CHALLENGE
All lines from the one with "Find the blue" to the end need to be copied exactly, with nothing before them.

MATERIAL FOR THIS TASK
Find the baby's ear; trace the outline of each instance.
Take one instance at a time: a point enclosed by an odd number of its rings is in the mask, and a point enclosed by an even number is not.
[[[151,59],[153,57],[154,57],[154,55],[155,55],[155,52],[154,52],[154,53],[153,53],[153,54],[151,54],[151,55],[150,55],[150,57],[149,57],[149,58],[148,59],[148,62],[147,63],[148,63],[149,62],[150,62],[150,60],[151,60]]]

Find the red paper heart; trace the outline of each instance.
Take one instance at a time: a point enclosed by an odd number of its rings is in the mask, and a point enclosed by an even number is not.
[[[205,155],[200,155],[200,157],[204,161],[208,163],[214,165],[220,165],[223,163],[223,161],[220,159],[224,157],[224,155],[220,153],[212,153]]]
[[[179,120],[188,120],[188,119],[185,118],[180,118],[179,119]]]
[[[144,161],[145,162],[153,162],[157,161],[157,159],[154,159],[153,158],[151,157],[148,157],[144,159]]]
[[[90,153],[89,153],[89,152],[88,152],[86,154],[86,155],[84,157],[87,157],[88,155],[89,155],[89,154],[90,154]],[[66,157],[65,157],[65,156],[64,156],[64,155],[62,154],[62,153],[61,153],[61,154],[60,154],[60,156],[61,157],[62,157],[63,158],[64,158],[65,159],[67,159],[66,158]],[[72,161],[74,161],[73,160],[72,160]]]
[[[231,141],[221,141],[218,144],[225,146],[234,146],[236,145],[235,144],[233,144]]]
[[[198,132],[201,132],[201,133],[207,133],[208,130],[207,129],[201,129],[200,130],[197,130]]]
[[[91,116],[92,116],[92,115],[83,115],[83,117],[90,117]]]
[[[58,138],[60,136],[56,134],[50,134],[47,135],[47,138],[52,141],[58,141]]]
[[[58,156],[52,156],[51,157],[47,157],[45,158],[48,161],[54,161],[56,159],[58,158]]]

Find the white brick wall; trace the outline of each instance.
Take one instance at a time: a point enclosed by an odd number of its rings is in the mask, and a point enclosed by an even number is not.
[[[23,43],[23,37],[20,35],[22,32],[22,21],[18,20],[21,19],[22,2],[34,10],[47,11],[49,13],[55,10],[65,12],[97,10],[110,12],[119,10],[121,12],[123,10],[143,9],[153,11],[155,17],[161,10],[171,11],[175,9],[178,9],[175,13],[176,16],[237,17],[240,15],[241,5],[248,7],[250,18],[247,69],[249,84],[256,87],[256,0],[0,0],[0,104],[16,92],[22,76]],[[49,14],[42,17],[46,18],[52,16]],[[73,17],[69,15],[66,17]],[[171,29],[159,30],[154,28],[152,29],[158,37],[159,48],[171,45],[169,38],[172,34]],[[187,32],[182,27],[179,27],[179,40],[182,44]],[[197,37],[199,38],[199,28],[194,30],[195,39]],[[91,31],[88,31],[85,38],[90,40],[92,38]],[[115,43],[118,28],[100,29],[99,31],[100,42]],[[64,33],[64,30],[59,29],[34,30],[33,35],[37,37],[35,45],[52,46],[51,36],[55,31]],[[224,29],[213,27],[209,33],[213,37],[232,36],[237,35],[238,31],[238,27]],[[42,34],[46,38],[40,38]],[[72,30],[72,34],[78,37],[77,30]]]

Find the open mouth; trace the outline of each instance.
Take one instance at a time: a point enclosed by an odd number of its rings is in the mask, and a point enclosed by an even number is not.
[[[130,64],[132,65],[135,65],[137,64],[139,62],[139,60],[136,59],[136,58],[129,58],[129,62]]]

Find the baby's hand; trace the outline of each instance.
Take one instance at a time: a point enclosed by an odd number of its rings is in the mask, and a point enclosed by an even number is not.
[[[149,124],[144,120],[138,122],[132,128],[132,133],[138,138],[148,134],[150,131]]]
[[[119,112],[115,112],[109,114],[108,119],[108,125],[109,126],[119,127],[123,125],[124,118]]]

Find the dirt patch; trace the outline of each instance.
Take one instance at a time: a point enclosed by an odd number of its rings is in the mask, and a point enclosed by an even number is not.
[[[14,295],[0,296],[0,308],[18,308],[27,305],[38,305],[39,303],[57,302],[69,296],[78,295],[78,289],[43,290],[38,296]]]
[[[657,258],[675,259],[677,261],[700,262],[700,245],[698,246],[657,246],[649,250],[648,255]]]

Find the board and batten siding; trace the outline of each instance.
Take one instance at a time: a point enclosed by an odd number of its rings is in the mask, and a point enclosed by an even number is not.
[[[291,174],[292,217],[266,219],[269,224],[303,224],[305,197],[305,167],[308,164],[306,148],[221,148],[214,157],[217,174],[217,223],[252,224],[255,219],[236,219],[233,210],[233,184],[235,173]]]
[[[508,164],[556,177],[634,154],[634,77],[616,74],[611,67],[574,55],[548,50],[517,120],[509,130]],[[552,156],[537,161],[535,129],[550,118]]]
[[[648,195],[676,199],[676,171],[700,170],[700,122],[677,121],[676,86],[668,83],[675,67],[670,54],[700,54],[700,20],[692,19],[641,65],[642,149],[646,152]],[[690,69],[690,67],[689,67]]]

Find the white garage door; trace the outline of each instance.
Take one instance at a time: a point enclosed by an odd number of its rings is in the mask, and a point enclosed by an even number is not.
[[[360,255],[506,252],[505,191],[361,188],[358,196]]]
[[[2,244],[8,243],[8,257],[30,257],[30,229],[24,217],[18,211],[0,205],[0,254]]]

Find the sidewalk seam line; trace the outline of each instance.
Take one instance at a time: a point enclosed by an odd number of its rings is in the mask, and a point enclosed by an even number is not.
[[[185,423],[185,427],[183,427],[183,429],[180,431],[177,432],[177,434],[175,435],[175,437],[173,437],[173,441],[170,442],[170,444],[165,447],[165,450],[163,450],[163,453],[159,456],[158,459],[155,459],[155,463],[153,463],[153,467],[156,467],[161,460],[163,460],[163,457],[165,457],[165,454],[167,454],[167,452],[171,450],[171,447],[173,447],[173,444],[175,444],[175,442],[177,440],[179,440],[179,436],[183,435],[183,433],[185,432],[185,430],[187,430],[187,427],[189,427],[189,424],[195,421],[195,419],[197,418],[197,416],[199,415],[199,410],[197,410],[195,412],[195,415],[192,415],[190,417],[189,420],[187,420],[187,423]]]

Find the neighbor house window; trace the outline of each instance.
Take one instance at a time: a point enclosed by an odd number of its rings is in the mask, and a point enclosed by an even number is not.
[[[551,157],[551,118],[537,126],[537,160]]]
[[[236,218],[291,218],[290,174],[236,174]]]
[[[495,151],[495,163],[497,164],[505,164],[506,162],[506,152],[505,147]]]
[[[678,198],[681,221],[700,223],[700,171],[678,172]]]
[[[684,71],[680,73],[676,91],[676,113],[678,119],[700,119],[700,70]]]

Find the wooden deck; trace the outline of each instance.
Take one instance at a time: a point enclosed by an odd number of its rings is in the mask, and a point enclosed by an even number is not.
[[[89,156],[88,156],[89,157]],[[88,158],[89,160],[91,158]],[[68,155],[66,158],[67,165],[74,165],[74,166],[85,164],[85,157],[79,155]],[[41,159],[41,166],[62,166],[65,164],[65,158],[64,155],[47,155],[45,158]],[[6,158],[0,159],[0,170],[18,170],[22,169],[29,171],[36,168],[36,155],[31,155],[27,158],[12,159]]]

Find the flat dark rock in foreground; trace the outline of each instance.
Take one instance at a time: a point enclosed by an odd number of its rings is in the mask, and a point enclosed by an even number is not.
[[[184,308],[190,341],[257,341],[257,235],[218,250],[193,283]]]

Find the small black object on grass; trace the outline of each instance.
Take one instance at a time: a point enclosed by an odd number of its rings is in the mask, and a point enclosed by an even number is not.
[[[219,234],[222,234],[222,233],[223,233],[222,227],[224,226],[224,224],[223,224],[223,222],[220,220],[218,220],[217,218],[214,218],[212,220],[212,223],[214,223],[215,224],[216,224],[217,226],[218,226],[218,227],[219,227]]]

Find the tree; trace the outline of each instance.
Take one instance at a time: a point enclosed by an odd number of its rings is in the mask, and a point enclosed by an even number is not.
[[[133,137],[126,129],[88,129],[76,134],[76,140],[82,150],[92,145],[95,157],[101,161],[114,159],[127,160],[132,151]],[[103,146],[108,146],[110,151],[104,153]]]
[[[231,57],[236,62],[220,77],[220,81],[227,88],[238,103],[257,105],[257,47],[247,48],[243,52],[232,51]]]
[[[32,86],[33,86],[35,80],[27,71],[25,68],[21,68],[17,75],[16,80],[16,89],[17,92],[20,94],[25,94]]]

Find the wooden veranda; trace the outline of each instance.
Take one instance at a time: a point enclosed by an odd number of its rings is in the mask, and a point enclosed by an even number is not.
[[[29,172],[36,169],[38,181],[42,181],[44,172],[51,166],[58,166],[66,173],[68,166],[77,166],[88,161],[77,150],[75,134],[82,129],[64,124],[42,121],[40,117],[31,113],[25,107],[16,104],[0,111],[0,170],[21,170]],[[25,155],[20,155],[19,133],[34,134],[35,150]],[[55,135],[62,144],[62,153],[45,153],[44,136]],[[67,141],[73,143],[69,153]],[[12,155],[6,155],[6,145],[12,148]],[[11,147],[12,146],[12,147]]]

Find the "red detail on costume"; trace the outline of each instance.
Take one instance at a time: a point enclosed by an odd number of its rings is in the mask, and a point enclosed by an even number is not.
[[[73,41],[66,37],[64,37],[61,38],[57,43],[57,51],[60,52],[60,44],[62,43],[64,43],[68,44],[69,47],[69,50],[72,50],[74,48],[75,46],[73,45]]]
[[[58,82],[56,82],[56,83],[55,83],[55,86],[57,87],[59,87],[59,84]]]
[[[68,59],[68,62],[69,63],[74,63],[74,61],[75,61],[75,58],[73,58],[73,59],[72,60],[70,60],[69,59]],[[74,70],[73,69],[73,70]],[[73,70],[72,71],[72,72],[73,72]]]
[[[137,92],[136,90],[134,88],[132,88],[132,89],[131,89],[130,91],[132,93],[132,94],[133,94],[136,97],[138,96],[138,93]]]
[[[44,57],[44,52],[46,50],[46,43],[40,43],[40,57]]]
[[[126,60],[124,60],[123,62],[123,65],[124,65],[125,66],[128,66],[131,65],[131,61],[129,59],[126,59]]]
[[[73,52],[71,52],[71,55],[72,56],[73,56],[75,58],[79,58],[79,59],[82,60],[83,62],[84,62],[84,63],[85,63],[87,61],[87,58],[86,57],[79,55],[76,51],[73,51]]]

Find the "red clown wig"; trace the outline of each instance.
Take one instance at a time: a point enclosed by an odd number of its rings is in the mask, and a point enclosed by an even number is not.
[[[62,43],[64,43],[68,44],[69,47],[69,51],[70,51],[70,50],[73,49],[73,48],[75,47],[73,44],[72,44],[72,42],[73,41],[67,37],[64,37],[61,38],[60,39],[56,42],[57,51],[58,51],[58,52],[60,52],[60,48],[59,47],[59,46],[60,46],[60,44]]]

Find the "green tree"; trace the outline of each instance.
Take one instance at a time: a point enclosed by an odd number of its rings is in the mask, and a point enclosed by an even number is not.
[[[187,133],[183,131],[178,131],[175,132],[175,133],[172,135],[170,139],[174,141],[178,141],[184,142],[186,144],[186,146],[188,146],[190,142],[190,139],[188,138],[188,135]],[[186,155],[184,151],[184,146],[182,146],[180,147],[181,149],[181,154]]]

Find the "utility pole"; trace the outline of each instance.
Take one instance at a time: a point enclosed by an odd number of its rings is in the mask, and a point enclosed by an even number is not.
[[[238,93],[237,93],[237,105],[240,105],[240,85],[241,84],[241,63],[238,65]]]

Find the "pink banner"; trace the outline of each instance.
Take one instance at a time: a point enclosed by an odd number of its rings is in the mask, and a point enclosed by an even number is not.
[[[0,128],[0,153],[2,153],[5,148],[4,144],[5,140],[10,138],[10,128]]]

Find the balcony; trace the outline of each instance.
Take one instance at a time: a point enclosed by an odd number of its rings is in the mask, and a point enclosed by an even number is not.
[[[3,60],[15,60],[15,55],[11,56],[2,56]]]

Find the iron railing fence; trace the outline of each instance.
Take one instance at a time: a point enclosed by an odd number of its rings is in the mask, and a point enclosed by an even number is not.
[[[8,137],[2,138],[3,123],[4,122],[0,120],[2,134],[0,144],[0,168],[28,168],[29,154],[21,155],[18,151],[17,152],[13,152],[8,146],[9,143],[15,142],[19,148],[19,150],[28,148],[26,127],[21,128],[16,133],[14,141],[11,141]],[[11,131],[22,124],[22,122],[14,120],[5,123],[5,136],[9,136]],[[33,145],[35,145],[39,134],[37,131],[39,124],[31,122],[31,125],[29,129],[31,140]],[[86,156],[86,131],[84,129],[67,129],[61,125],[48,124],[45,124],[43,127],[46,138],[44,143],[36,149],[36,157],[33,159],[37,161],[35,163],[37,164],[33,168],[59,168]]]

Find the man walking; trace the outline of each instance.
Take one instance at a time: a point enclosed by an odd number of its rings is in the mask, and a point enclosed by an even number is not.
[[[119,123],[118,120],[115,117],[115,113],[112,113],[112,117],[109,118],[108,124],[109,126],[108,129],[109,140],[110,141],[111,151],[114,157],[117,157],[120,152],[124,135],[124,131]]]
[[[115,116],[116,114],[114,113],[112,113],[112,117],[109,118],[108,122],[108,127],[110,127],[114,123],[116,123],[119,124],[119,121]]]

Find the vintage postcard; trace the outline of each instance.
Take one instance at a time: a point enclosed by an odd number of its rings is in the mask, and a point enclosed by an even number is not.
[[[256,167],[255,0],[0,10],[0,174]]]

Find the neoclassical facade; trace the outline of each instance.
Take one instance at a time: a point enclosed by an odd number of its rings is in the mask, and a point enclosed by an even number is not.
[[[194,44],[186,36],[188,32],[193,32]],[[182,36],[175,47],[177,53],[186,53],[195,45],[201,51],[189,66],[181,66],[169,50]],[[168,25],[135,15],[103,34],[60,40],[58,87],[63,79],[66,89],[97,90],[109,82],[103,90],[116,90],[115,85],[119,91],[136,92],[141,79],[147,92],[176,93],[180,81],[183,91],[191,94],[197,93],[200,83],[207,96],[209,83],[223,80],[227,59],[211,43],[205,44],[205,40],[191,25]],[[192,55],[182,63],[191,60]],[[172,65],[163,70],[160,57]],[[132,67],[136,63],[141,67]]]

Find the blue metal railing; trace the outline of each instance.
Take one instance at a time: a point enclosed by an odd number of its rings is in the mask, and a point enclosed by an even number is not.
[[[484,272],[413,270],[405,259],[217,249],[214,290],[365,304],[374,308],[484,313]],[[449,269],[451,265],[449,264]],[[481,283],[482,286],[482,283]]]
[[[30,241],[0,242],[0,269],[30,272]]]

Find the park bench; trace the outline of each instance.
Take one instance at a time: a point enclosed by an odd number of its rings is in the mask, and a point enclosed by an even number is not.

RESULT FOR THIS EXERCISE
Find the blue metal railing; trace the outline of each instance.
Take one instance at a time: a point enclosed by an odd number of its rings is in the mask, and a point enclosed by an even number is not.
[[[484,272],[413,270],[405,259],[217,249],[214,290],[365,304],[374,308],[484,313]],[[449,269],[451,265],[449,264]],[[481,283],[482,286],[482,283]]]
[[[30,241],[0,242],[0,269],[30,272]]]

Find the park bench; trace the outline of each instance.
Take one instance at a time: a point enclosed by an odd number of its rings is in the mask, and a point enclosed by an even number is not.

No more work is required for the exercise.